## [Short task]
Locate every line in the items that contains the word "black", and copy each of those lines.

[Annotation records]
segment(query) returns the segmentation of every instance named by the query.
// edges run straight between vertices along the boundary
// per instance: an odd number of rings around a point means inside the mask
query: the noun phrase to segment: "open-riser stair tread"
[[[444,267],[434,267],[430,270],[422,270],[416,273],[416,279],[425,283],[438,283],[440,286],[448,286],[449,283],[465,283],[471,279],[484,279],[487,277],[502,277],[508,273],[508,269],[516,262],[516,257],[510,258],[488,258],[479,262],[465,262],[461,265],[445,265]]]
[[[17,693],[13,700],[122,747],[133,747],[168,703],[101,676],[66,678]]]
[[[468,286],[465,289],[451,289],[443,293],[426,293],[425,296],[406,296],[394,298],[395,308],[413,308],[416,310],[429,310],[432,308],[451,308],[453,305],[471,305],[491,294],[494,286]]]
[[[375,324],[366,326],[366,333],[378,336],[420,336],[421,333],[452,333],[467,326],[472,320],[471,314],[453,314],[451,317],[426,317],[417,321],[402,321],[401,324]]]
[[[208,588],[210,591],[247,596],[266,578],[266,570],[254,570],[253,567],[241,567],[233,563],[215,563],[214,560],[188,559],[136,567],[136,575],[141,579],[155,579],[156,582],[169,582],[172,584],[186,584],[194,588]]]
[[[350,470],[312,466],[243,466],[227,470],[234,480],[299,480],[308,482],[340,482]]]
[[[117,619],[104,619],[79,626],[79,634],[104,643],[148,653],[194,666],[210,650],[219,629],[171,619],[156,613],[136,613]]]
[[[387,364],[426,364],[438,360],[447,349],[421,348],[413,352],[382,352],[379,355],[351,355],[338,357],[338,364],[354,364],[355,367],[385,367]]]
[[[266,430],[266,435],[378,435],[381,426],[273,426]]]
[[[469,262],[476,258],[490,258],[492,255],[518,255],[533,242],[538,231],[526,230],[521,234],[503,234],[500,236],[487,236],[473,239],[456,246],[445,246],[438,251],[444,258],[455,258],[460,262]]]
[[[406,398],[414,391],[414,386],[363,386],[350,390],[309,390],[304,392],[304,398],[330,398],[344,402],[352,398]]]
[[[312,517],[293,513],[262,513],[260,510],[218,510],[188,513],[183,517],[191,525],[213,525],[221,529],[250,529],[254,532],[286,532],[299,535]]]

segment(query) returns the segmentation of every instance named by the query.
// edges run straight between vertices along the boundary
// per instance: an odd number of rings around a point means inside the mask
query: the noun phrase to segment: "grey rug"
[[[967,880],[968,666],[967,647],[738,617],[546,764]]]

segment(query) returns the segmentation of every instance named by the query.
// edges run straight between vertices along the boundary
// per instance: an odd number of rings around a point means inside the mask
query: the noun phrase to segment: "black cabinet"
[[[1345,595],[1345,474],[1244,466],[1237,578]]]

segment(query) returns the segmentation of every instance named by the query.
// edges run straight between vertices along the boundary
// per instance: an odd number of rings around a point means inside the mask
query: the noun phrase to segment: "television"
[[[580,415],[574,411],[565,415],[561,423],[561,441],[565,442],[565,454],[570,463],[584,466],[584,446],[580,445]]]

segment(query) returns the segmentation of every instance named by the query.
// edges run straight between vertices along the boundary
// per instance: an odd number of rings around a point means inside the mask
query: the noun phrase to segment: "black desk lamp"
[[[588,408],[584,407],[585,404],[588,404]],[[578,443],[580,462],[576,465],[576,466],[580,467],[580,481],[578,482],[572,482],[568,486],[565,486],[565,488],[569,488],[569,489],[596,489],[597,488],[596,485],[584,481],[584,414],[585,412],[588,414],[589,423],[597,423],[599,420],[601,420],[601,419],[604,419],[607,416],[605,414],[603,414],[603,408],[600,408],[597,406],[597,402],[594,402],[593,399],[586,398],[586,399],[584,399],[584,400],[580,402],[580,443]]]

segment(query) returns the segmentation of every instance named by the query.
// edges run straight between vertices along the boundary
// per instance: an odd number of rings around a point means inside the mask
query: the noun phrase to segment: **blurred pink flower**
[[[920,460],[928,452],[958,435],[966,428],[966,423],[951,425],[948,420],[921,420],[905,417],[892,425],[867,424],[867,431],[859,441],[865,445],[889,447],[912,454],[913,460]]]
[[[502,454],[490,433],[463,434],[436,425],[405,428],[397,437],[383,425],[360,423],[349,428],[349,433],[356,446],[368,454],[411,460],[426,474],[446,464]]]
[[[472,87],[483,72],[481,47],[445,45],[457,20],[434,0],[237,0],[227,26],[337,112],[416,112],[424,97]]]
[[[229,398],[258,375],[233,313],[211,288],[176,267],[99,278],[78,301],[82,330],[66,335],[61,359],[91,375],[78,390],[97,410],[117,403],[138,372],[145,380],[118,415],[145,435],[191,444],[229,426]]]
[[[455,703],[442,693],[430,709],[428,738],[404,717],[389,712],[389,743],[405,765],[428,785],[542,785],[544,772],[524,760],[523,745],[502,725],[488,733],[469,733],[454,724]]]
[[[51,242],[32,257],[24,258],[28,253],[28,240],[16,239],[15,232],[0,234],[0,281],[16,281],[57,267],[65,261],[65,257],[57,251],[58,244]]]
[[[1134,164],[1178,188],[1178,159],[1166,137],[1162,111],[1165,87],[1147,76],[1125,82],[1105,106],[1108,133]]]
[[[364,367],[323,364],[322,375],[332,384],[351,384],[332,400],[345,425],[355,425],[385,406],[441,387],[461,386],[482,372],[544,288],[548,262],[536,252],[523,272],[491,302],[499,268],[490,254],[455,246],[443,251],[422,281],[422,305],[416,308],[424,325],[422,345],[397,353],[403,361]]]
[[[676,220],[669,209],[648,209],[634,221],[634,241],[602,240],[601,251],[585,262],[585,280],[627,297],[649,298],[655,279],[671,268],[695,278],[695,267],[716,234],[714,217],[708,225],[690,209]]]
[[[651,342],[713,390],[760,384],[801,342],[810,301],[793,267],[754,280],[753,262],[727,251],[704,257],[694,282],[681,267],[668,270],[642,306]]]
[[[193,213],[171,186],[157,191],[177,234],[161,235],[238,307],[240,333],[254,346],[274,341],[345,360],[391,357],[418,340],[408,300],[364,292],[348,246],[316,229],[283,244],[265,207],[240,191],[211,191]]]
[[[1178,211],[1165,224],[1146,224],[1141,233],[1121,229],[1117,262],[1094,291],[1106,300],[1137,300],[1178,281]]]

## [Worked answer]
query: the noun phrase to segment: "black cabinet"
query: the noun phrase to segment: "black desk lamp"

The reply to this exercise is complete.